*Problem requirements*: Give back only the lines in the records below from the one with "Phrase: potted plant" to the one with "Phrase: ceiling fan blade", both inclusive, word for word.
****************
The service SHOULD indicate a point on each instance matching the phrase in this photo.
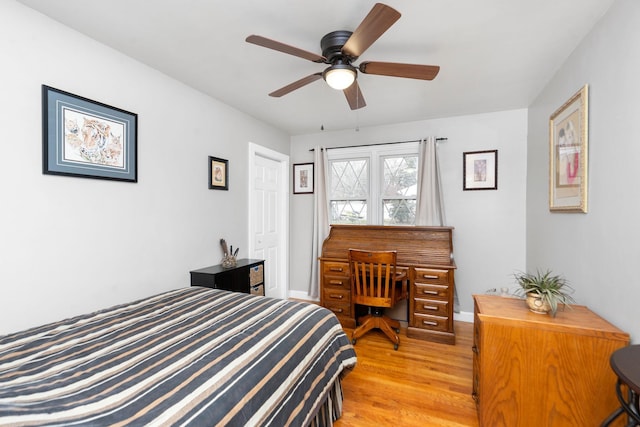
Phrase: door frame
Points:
(256, 150)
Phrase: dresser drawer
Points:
(432, 275)
(434, 323)
(335, 268)
(423, 290)
(431, 307)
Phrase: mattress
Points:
(190, 356)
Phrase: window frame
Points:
(375, 154)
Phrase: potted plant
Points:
(544, 291)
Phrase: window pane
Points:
(349, 179)
(348, 212)
(400, 176)
(399, 211)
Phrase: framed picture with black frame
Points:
(480, 170)
(86, 138)
(303, 178)
(218, 173)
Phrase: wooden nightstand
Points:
(247, 276)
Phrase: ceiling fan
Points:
(341, 48)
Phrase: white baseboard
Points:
(301, 295)
(463, 316)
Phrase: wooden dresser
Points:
(535, 370)
(426, 253)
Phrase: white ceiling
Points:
(494, 54)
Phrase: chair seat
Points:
(375, 283)
(625, 362)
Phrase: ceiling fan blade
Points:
(380, 19)
(296, 85)
(410, 71)
(285, 48)
(354, 96)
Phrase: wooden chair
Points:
(376, 283)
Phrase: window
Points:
(374, 184)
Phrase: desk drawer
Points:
(432, 276)
(434, 323)
(335, 268)
(335, 282)
(423, 290)
(431, 307)
(337, 294)
(339, 308)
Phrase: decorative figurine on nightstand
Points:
(229, 259)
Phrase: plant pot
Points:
(537, 304)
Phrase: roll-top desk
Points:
(426, 253)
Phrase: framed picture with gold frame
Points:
(568, 154)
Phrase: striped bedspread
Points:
(191, 356)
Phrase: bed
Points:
(191, 356)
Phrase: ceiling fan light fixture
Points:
(339, 76)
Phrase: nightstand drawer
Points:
(431, 307)
(431, 275)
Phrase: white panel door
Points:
(268, 233)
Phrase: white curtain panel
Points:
(430, 203)
(320, 217)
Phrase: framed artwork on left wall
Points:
(88, 139)
(303, 178)
(218, 173)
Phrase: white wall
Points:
(489, 225)
(598, 251)
(70, 245)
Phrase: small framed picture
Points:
(303, 178)
(218, 173)
(568, 155)
(480, 170)
(88, 139)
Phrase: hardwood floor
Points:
(420, 384)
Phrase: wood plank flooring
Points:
(420, 384)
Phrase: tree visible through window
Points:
(375, 186)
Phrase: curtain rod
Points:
(378, 143)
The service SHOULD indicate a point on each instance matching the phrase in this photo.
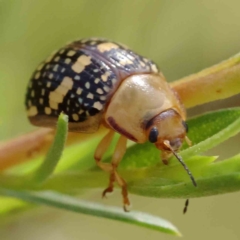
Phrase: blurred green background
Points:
(183, 37)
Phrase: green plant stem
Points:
(55, 152)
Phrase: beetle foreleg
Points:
(112, 168)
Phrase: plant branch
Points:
(214, 83)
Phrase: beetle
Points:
(99, 82)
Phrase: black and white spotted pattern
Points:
(81, 77)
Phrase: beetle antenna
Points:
(167, 144)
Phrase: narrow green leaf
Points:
(205, 131)
(55, 152)
(72, 204)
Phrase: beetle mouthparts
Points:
(167, 144)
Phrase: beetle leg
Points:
(165, 155)
(112, 168)
(101, 149)
(107, 167)
(117, 157)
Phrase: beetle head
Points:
(168, 131)
(167, 127)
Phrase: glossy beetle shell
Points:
(80, 80)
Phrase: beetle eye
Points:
(153, 135)
(185, 126)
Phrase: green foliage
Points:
(142, 170)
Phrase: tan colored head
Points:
(167, 131)
(167, 126)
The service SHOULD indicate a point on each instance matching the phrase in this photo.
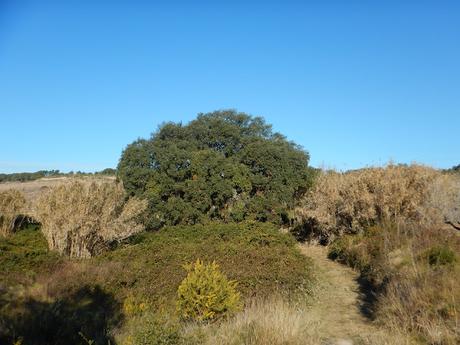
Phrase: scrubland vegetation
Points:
(186, 248)
(397, 226)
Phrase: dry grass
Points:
(273, 321)
(341, 203)
(81, 219)
(12, 204)
(417, 273)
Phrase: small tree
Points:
(223, 165)
(206, 294)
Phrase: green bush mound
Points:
(223, 165)
(257, 255)
(95, 296)
(25, 255)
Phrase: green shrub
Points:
(440, 255)
(206, 294)
(154, 329)
(223, 165)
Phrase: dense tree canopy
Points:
(223, 165)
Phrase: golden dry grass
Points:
(12, 204)
(341, 203)
(81, 219)
(33, 189)
(417, 274)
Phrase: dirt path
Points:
(338, 305)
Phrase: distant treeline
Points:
(30, 176)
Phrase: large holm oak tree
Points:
(223, 165)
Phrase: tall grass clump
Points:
(416, 275)
(343, 203)
(81, 220)
(271, 321)
(12, 205)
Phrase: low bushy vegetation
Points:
(110, 297)
(12, 206)
(342, 203)
(81, 220)
(415, 273)
(206, 294)
(222, 166)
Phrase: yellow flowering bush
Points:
(206, 294)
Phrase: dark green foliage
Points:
(152, 329)
(88, 311)
(224, 165)
(63, 296)
(24, 255)
(257, 255)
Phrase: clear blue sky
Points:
(355, 84)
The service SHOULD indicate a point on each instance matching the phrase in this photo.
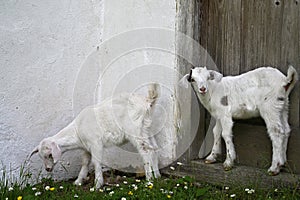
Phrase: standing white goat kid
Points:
(124, 118)
(261, 92)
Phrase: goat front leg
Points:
(216, 149)
(86, 157)
(227, 125)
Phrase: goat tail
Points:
(153, 92)
(292, 78)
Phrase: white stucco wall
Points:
(51, 54)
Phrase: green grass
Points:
(129, 187)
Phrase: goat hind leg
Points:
(86, 157)
(150, 159)
(216, 149)
(227, 125)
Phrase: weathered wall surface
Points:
(46, 50)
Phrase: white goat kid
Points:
(113, 122)
(261, 92)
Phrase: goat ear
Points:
(184, 81)
(34, 151)
(56, 152)
(214, 75)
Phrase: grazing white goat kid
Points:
(124, 118)
(261, 92)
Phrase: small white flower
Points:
(179, 163)
(37, 194)
(111, 193)
(149, 183)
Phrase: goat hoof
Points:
(206, 161)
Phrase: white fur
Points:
(260, 92)
(113, 122)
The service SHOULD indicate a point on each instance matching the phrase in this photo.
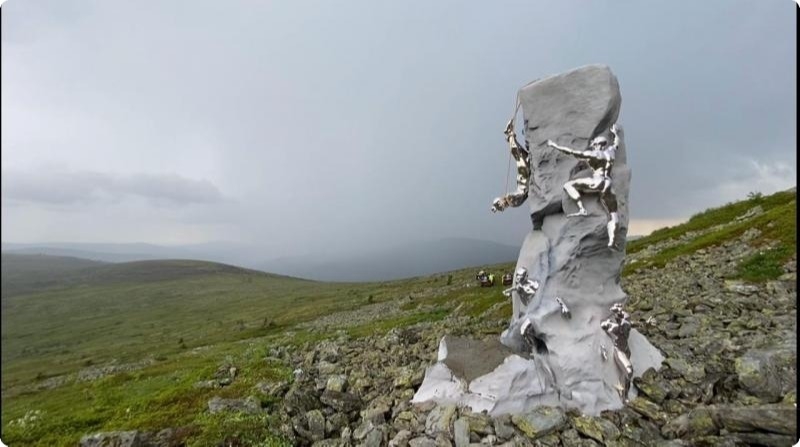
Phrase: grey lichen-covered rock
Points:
(570, 259)
(249, 405)
(440, 419)
(769, 373)
(540, 421)
(780, 419)
(113, 439)
(596, 428)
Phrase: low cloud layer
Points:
(330, 126)
(67, 188)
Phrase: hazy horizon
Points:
(341, 128)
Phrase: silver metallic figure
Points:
(533, 340)
(565, 313)
(522, 157)
(618, 327)
(525, 288)
(600, 157)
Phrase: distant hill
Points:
(415, 259)
(23, 274)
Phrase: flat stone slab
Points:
(469, 359)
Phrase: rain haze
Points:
(340, 127)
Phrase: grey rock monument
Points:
(556, 350)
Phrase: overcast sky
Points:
(308, 124)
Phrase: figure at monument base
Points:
(569, 342)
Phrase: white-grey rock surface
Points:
(570, 259)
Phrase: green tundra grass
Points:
(176, 322)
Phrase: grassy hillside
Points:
(23, 273)
(773, 218)
(126, 348)
(116, 347)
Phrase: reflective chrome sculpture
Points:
(600, 157)
(618, 327)
(564, 309)
(525, 288)
(522, 157)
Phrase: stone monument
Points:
(569, 342)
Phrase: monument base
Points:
(488, 376)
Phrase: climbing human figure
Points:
(600, 157)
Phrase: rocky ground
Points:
(729, 377)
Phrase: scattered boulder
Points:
(769, 373)
(250, 405)
(596, 428)
(539, 421)
(113, 439)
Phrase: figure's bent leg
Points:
(572, 192)
(626, 368)
(610, 201)
(611, 227)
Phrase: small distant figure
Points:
(565, 313)
(508, 279)
(525, 288)
(485, 280)
(600, 157)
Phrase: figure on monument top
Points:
(522, 157)
(600, 157)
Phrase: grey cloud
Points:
(345, 125)
(62, 187)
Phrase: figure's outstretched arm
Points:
(566, 150)
(522, 158)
****************
*Task result*:
Phrase: potted plant
Points:
(544, 291)
Phrase: window pane
Points:
(349, 179)
(348, 212)
(400, 176)
(399, 211)
Phrase: framed picture with black frame
Points:
(480, 170)
(86, 138)
(303, 178)
(218, 173)
Phrase: wooden nightstand
Points:
(247, 276)
Phrase: ceiling fan
Points:
(341, 48)
Phrase: white baseboard
Points:
(301, 295)
(463, 316)
Phrase: wooden dresser
Points:
(535, 370)
(426, 253)
Phrase: white ceiling
Points:
(494, 54)
Phrase: chair seat
Points:
(375, 283)
(625, 362)
Phrase: ceiling fan blade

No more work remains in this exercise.